**Problem description:** A complete answer retypes each of the records below precisely and includes none of the pictures.

[Records drawn from a dataset]
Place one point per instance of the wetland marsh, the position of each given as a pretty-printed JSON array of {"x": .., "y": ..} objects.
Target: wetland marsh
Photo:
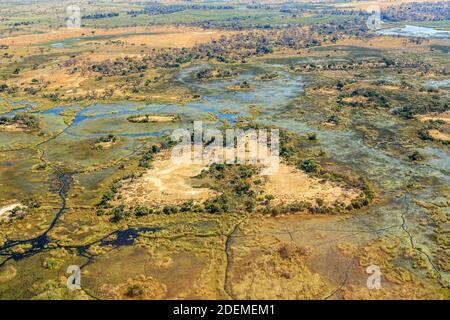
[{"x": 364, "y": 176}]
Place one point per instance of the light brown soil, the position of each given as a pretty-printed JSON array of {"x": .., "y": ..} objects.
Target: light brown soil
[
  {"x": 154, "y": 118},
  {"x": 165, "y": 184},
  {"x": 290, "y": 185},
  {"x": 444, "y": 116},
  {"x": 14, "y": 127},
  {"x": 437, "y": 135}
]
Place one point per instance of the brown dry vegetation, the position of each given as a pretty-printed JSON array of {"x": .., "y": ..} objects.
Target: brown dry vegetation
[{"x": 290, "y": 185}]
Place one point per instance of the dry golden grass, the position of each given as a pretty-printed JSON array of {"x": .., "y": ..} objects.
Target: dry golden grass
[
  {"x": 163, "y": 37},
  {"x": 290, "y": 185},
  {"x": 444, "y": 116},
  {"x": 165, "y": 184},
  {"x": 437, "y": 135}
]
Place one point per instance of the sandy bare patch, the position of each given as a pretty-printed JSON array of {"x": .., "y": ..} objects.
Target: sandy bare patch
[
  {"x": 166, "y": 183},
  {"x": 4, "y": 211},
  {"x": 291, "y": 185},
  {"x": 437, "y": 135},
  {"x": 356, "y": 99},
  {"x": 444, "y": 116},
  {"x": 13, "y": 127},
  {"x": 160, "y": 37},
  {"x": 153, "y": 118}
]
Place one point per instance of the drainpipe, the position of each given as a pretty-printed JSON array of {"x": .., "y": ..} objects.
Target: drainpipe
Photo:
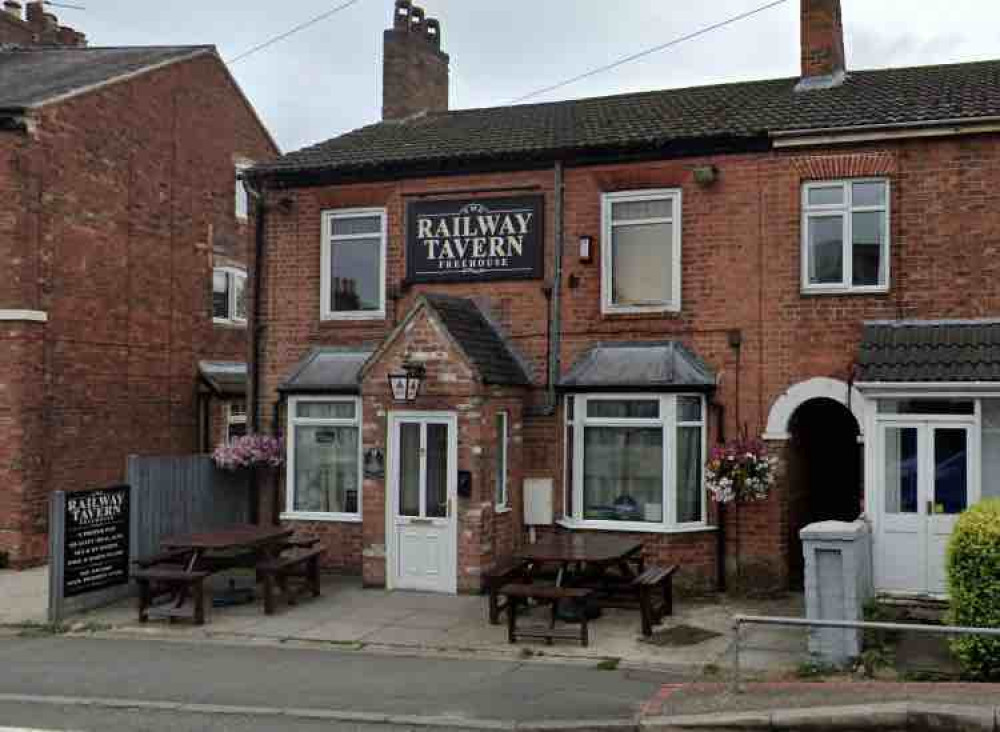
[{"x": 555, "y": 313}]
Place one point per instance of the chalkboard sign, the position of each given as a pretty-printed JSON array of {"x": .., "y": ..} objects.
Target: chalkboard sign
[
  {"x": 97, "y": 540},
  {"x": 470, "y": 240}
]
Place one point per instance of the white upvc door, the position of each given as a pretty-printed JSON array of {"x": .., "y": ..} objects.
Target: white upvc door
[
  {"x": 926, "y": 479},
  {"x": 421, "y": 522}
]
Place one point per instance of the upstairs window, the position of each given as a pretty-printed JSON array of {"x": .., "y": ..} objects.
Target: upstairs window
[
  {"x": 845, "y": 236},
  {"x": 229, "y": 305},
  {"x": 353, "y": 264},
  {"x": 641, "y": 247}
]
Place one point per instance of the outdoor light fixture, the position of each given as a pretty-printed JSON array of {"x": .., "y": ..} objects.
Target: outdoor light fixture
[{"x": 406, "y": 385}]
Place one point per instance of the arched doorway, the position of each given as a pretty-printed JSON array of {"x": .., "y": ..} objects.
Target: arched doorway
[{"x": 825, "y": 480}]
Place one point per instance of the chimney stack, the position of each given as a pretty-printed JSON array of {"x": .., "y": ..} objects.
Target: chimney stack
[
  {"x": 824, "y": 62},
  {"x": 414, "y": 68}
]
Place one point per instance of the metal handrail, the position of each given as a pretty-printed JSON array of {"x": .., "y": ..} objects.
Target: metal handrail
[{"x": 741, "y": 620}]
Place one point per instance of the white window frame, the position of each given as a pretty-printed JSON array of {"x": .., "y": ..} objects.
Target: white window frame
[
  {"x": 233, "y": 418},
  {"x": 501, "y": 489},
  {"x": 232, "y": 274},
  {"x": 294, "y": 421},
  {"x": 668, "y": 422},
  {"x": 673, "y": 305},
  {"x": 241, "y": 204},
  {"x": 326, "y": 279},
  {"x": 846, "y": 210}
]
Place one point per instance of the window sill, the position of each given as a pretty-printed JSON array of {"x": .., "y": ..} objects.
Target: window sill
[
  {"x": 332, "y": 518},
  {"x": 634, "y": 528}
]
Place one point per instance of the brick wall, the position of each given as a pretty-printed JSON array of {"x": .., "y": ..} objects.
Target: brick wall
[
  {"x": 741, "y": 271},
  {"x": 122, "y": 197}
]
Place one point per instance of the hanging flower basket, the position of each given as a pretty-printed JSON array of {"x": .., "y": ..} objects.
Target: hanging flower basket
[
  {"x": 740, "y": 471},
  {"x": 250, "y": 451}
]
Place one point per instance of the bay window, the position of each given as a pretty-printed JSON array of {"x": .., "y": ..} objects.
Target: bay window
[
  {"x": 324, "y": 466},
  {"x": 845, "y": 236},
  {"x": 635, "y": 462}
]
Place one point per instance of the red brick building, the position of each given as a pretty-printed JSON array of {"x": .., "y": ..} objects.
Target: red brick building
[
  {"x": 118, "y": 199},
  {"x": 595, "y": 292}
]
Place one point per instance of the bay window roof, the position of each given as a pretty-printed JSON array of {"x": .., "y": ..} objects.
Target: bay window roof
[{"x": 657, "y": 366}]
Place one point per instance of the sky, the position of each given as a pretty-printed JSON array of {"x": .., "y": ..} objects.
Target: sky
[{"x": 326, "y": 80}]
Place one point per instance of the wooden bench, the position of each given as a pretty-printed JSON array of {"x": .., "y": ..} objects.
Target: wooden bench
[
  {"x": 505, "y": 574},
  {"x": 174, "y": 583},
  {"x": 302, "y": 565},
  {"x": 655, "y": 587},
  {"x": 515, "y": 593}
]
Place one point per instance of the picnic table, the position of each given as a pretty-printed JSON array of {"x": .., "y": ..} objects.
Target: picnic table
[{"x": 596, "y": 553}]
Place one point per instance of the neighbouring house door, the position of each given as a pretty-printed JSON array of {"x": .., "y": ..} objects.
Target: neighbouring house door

**Written response:**
Place one point per instance of the wetland marsh, the position of each given as a pretty-printed JSON array of {"x": .., "y": ..} objects.
Target: wetland marsh
Photo:
[{"x": 364, "y": 176}]
Place one point per instance of the light brown soil, the position of each given as a pretty-printed JSON array of {"x": .., "y": ..} objects.
Target: light brown soil
[
  {"x": 154, "y": 118},
  {"x": 165, "y": 184},
  {"x": 290, "y": 185},
  {"x": 444, "y": 116},
  {"x": 14, "y": 127},
  {"x": 437, "y": 135}
]
Place one point per instance of the brown dry vegetation, the position of each given as a pretty-printed JSON array of {"x": .., "y": ..} objects.
Target: brown dry vegetation
[{"x": 290, "y": 185}]
Place one point per instance of the dry golden grass, the position of each given as a pretty-printed JSON array of {"x": .., "y": ..} objects.
Target: dry golden grass
[
  {"x": 163, "y": 37},
  {"x": 290, "y": 185},
  {"x": 444, "y": 116},
  {"x": 165, "y": 184},
  {"x": 437, "y": 135}
]
Place one point per instance of the sandy bare patch, the position of each given as a pretty-printed JSON array of {"x": .., "y": ..} objects.
Target: sandy bare patch
[
  {"x": 166, "y": 183},
  {"x": 4, "y": 211},
  {"x": 291, "y": 185},
  {"x": 437, "y": 135},
  {"x": 356, "y": 99},
  {"x": 444, "y": 116},
  {"x": 13, "y": 127},
  {"x": 160, "y": 37},
  {"x": 153, "y": 118}
]
Place one point per instance of the drainpipe, the position of each given as a pretty-printed JSON array of {"x": .., "y": ..} objects.
Target: drainpipe
Photo:
[{"x": 555, "y": 313}]
Place one point per instance of the chalkboard sign, the position of each given as a pretty-printed JSON array of {"x": .., "y": ..} objects.
Target: chalkboard sign
[
  {"x": 97, "y": 540},
  {"x": 470, "y": 240}
]
Place one point per instance of the white upvc door, the position of each given as a pretty-printed JSON array of {"x": .., "y": ..} objects.
Target: white upvc door
[
  {"x": 926, "y": 479},
  {"x": 421, "y": 522}
]
Place one point per instance of the upstairs window, the position of each given as a pretty-printed JSON array of {"x": .., "y": ..} objects.
Target: upstairs window
[
  {"x": 845, "y": 236},
  {"x": 229, "y": 305},
  {"x": 353, "y": 264},
  {"x": 641, "y": 247}
]
Place one point per instance of the outdoor light fixture, the position of each given as a pretty-printed JSON array of {"x": .., "y": ..} objects.
Target: outdoor light fixture
[{"x": 406, "y": 385}]
Place one point per instance of the arched doorway, the position of each given as a pretty-printed JSON array of {"x": .., "y": ..} objects.
Target: arched doorway
[{"x": 825, "y": 480}]
Place one point per instance of the chimney stack, the position of each given as a pretty-printed JSON array of {"x": .., "y": ..} objects.
Target: chimney stack
[
  {"x": 824, "y": 62},
  {"x": 414, "y": 68}
]
Place one point per instance of the metal handrail, the position of each given as a pretty-printed JSON array of {"x": .., "y": ..} objects.
Target: metal handrail
[{"x": 741, "y": 620}]
Place one point per instance of the white window frame, the position of each given as a pretty-printed JSON array of {"x": .., "y": ..} objects.
Target: white window frame
[
  {"x": 233, "y": 418},
  {"x": 501, "y": 489},
  {"x": 232, "y": 274},
  {"x": 294, "y": 421},
  {"x": 668, "y": 422},
  {"x": 673, "y": 305},
  {"x": 241, "y": 204},
  {"x": 326, "y": 279},
  {"x": 846, "y": 210}
]
Place one point per instance of the window sill, the position of each given as a pretty-printed JSON array of {"x": .., "y": ..} objects.
Target: window sill
[
  {"x": 332, "y": 518},
  {"x": 634, "y": 528}
]
Place one point per instance of the brick wall, the position of each given as a pretty-printed JSON array of {"x": .., "y": ..} objects.
Target: brick wall
[
  {"x": 741, "y": 271},
  {"x": 122, "y": 197}
]
Place one point per instance of the hanging flower basket, the position of each given as a pretty-printed JSON array of {"x": .., "y": ..} objects.
Target: hanging flower basket
[
  {"x": 740, "y": 471},
  {"x": 250, "y": 451}
]
Place one point per instance of the bay window, the position of each given as a pretty-printed JSON array of {"x": .., "y": ..} objects.
Target: bay window
[
  {"x": 324, "y": 466},
  {"x": 845, "y": 236},
  {"x": 635, "y": 462}
]
Place one point per instance of the red brick building, the position of each given as a pretty-printed JSON array of {"x": .., "y": ..} objects.
Target: red brick building
[
  {"x": 118, "y": 199},
  {"x": 595, "y": 292}
]
Place one point per instance of the bay window roof, the position of each given as a pretty-printed JSON array of {"x": .., "y": ..} objects.
Target: bay window roof
[{"x": 657, "y": 366}]
Place one point per instance of the sky, the position of each given as a pretty-printed JSON array of {"x": .., "y": ..} objects.
Target: sky
[{"x": 326, "y": 80}]
Place one point per instance of the wooden bench, the position of each given as a pretty-printed JSON array of {"x": .., "y": ..} objects.
Target: wooden bench
[
  {"x": 505, "y": 574},
  {"x": 174, "y": 583},
  {"x": 302, "y": 565},
  {"x": 655, "y": 587},
  {"x": 515, "y": 593}
]
Place one point per instance of the picnic table, the position of each given as a pretty-printed JSON array of {"x": .., "y": ..} objects.
Target: picnic table
[{"x": 596, "y": 553}]
Place one point per instance of the neighbouring house door, the position of each given as a pretty-printed JSON array of {"x": .., "y": ..} objects.
Target: neighbouring house door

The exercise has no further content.